● WORK REQUIRED
Exclude the images and transcribe the entries below precisely.

SUPPLIED DATA: Begin

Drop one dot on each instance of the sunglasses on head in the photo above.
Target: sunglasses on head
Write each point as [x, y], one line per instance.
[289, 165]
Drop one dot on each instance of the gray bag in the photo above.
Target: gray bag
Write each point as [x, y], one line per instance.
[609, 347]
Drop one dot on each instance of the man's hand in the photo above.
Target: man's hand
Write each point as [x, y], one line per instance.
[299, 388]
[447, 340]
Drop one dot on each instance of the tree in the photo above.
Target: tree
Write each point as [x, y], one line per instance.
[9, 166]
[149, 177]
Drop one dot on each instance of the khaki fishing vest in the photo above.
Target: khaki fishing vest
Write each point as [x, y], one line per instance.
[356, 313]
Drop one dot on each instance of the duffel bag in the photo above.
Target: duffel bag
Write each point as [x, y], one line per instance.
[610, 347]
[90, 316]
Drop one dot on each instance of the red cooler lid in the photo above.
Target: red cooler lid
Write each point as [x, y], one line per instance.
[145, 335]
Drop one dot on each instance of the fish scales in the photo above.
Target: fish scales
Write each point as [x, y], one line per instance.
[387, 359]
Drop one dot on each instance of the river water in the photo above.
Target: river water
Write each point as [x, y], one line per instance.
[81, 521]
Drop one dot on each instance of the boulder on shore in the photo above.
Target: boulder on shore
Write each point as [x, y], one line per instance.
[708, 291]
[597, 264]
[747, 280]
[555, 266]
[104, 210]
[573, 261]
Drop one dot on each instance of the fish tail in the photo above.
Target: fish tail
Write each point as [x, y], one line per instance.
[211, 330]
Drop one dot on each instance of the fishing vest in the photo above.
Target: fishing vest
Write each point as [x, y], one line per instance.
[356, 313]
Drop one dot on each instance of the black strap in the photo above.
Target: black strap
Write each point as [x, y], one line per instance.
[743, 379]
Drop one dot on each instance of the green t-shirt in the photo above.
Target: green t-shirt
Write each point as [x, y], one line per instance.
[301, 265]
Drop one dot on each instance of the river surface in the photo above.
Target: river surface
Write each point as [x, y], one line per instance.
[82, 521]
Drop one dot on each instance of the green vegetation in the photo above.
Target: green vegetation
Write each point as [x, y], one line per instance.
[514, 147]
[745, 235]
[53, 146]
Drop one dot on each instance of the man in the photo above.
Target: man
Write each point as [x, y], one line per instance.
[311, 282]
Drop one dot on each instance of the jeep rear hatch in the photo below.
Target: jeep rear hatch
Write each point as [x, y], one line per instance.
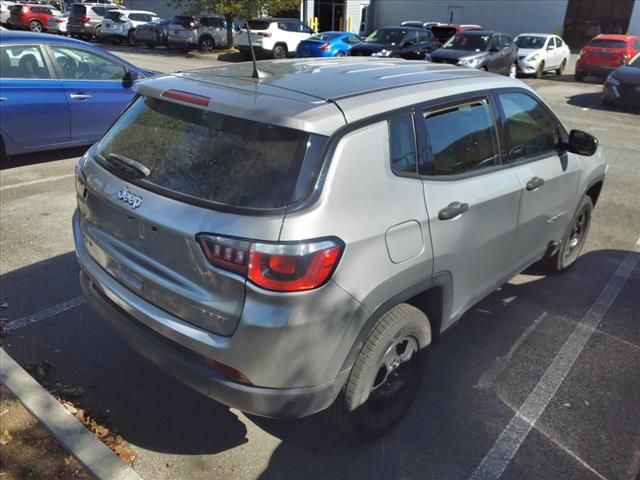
[167, 173]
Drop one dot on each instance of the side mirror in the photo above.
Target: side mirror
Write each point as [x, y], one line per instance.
[582, 143]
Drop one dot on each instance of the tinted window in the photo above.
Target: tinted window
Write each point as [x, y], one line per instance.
[471, 42]
[77, 64]
[461, 139]
[214, 157]
[402, 145]
[607, 43]
[531, 130]
[18, 61]
[387, 36]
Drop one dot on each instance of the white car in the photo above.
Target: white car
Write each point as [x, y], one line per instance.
[119, 25]
[58, 24]
[541, 52]
[4, 11]
[273, 37]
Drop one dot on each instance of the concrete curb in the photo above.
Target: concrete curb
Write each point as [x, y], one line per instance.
[101, 462]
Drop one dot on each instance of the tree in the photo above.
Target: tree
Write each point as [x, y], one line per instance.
[231, 9]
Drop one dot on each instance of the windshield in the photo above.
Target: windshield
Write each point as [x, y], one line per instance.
[607, 43]
[199, 154]
[469, 42]
[387, 36]
[530, 41]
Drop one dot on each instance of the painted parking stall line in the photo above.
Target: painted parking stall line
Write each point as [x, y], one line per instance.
[35, 182]
[44, 314]
[512, 437]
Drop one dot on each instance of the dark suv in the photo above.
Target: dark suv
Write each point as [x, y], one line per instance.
[490, 51]
[407, 42]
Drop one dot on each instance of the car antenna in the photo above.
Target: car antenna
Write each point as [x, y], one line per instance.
[256, 72]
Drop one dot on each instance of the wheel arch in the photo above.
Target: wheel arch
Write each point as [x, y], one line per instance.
[433, 296]
[594, 190]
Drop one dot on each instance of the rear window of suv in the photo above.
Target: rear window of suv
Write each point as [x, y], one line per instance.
[608, 43]
[199, 155]
[259, 24]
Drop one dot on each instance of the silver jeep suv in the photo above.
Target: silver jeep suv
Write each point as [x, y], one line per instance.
[295, 242]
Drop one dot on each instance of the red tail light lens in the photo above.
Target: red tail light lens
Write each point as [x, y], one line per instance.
[278, 267]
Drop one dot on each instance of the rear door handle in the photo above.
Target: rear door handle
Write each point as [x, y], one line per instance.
[453, 210]
[535, 183]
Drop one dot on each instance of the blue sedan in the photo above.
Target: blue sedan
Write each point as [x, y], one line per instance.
[327, 44]
[57, 92]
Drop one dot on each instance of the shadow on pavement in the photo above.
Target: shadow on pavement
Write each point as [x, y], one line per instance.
[455, 420]
[594, 101]
[449, 428]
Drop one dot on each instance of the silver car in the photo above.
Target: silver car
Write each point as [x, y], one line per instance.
[294, 242]
[204, 32]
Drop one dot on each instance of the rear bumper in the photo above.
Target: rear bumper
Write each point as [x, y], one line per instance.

SUPPLIED DATA: End

● REPLY TO THE TASK
Drop one dot on each instance of the sunglasses on head in the photo above.
Target: sunglasses on head
Write each point as [x, y], one line per instance.
[289, 165]
Drop one dot on each instance of the gray bag in the photo above.
Target: gray bag
Write each point as [x, y], one line per instance.
[609, 347]
Drop one dot on each instance of the man's hand in the photo above.
Target: man's hand
Write each point as [x, y], one line per instance.
[299, 388]
[447, 340]
Drop one dot on each instance of the tree in the photo above.
Target: tree
Write each point as [x, y], one line per instance.
[9, 166]
[149, 177]
Drop one dot on each instance of the khaki fishing vest in the photo above.
Target: khaki fishing vest
Write each point as [x, y], one line per instance.
[356, 313]
Drop one dot on each instance of the duffel bag in the photo above.
Target: duffel bag
Write each point as [x, y], one line per instance.
[610, 347]
[90, 316]
Drop one dot on each instance of the red cooler lid in the photo above.
Target: red cooler lid
Write each point as [x, y], one line per instance.
[145, 335]
Drop one dot on each instance of the fish scales in the photo above.
Target: fish scales
Write each point as [x, y], one line per instance.
[387, 359]
Drop one dot on each instance of the river water in the photo above.
Target: river water
Write each point as [x, y], one line per instance.
[81, 521]
Drop one dot on each instance of the boulder on shore in the photo above.
Target: boulder on shore
Write each point as [x, y], one line per instance.
[708, 291]
[597, 264]
[747, 280]
[555, 266]
[104, 210]
[573, 261]
Drop one dot on each instance of the fish tail in the photo above.
Target: fish tail
Write each point as [x, y], one line per instance.
[211, 330]
Drop one dot on each instance of the fishing vest in the photo above.
Target: fishing vest
Write each point as [x, y], one line per instance.
[356, 313]
Drop one dot on each instance of the black strap in the photo above.
Target: black strap
Write each point as [x, y], one line per instance.
[743, 379]
Drop one dot on each instance of the green t-shirt in the photo above.
Target: green t-shirt
Write each point as [x, y], one line per instance.
[301, 265]
Drop one dot on each instance of the river surface in the photo above.
Target: river surface
Write each point as [x, y], one line per instance.
[82, 521]
Drop one dot on each instance of the green vegetation in the photo above.
Target: green vegetation
Write each point as [x, y], one line per instance.
[514, 147]
[745, 235]
[53, 146]
Drop one dot on each instance of the man in the photo above.
Target: man
Write each point as [x, y], one line per instance.
[311, 282]
Drop one dot on each instance of the jeep rear hatch in the photo below.
Target: jeep rear hatch
Write each point as [x, y], one line per instance.
[167, 173]
Drop one dot on each instance of the side mirror in the photo above.
Target: side mirror
Write each point as [x, y], one line per instance.
[582, 143]
Drop one dot on each instance of the tinted window in the photo above.
Target: tinted window
Write each point as [x, y], one line per instance.
[471, 42]
[77, 64]
[461, 139]
[214, 157]
[402, 145]
[607, 43]
[531, 130]
[18, 61]
[387, 36]
Drop one dot on each instance of the white car in the photo above.
Target: white car
Write each point as [x, y], one line per instance.
[119, 25]
[58, 24]
[541, 52]
[4, 11]
[273, 37]
Drop one dot on each instance of the concrete curb in the photo above.
Target: concrete curb
Write each point as [x, y], one line per instance.
[101, 462]
Drop one dot on each instance of the tree in the photo above.
Target: tree
Write each point as [x, y], one line per instance.
[231, 9]
Drop one dot on each instance of the windshield in the photo above.
Target: windshield
Write each point as [x, y], one line per instance.
[607, 43]
[199, 154]
[469, 42]
[387, 36]
[530, 41]
Drop one dot on each instance of the painted parking stall line in the photo above.
Target: painted parking stall line
Write each point as [x, y], one line per instance.
[35, 182]
[44, 314]
[512, 437]
Drop one dot on each instance of the dark suv in the photo above.
Target: dark suv
Write each point as [x, y], one line per instance.
[490, 51]
[407, 42]
Drop one dot on each instance of the car antenna in the photo above.
Target: car antenna
Write each point as [x, y], one line per instance.
[256, 72]
Drop one dot on each instance of the wheel arch in the photo above.
Target: wheel arch
Write each point as [x, y], one line per instance.
[433, 296]
[594, 190]
Drop one dot on each instance of the rear window of suv in the photo above.
Target: rear window of suv
Write each point as [x, y], one line per instance.
[608, 43]
[199, 155]
[259, 24]
Drop one dot on each instance of the silver jeep suv in the photo above.
Target: silver jeep suv
Write each point as [x, y], one line per instance.
[295, 242]
Drop one dot on each instance of the red tail light lens in the photo above.
Target: red tail light lens
Write each point as [x, y], one line per instance.
[278, 267]
Drop one dot on each instance of the rear door handle in the photo above.
Target: rear door handle
Write each point as [x, y], one line per instance.
[453, 210]
[535, 183]
Drop one dot on each instance of the blue sedan in the photo above.
Target: blue sedan
Write each point as [x, y], one line per instance.
[327, 44]
[57, 92]
Drop one dot on each instance of the shadow on pavement in the photo above.
Target: shadow on pavement
Write each point as [x, y], one line per instance.
[455, 420]
[594, 101]
[449, 428]
Drop one dot on each instance of the silver car in the photo above.
Target: silver car
Write each point as [x, y], one line per instance.
[294, 242]
[204, 32]
Drop one dot on each instance of the rear bumper in the photo above.
Target: rear bumper
Write each point as [x, y], one line per instance.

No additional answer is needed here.